### Activity
Extend the roundup of three new design books, picking up right after its last sentence.

Start of Supplied text

This month, Business of Home takes a look at three design books that caught our eye: an exploration of hospitality designer Kit Kemp's creative process, a monograph by traditionalist legend Bunny Williams and a collection from millennial-favorite design site Lonny.
Design Thread, by Kit Kemp
If you’ve ever felt oppressed by the aggressively beige carpeting of a Marriott, read on: British designer Kemp has been bringing color and joy to hotels since the 1980s. As creative director of Firmdale (the group behind The Crosby and The Whitby in New York, alongside many hotels in London), she has done as much as anyone to incite the hospitality design revolution, infusing her designs with creativity, warmth and fine-tuned attention to detail. In this, her third book, Kemp brings readers into her creative process, revealing the titular “design threads” that make her exuberant creations feel tailored and whole.
Showstopper: One of the book’s most lovely spaces is its most short lived. Kemp’s pop-up Caribbean Suite in Turnell & Gigon’s Chelsea Harbour showroom (page 130) uses dozens of patterns and colors without stepping an inch over the line between “too much” and “just right.”

End of Supplied text
Start of Dataset extract

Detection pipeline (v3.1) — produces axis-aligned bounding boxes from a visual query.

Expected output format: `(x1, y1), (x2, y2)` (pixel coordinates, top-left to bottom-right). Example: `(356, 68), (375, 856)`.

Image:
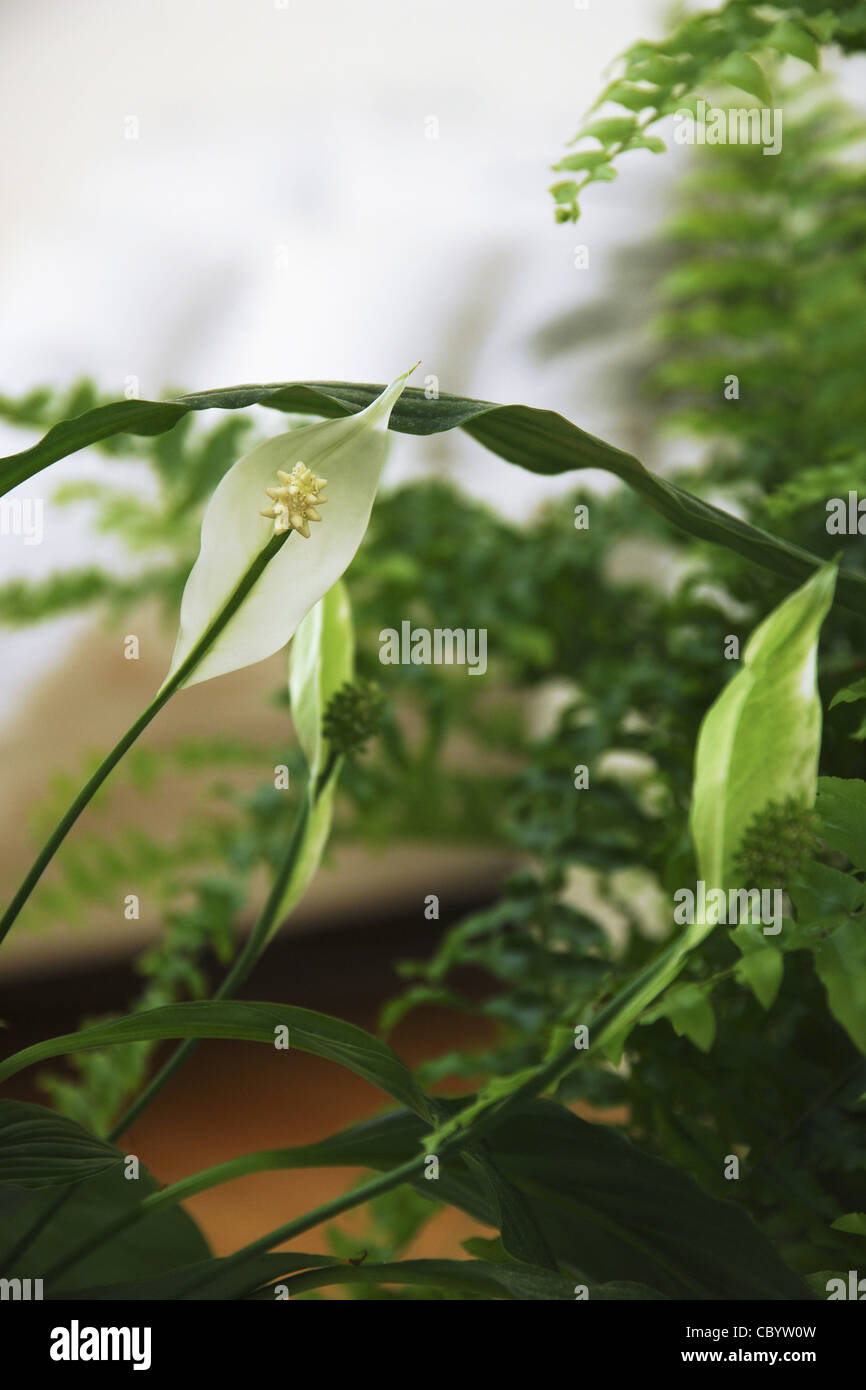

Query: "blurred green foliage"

End of Dataset extract

### Answer area
A feast for all senses: In addition to a sumptuous spread of interiors, Kemp includes recipes served at her company’s various hotels. Delicious—though the degree of difficulty on some (“Sea bass and pancetta with a parsley risotto” for example) may intimidate the amateur chef.
Choice quote: “Creating comfortable, functional and well-designed interiors is not rocket science, but it is very often misunderstood and underrated.”
Love Affairs With Houses, by Bunny Williams
Still tasteful after all these years. Forty years into a storied career, Bunny Williams continues to create traditional interiors on a grand scale. A testament both to the enduring appeal of the vernacular and to Williams’ talent, many of the homes contained here feel as though they could come from any point in her oeuvre: Her tailored palette, thoughtful use of antiques, and cozy take on elegance feel timeless. Interestingly, for the first time, Williams shares top billing with her young partner, Elizabeth Lawrence, who originally joined the firm as an intern. Lawrence, poised to take the company into its next era, shares her mentor’s gift for looking forward while looking back: “Today I tell our interns that we need to know and understand our history,” she writes.
Showstopper: Hollyhock (page 10) is designed for clients whose tastes aligned well with Williams’ herself: full of British antiques, chintz and “a sprinkling of twentieth-century furniture,” this is the stuff that Traditional Home covers are made of.
Choice quote: “I feel lucky that I began my career before the internet because I learned so much by going, looking and touching.”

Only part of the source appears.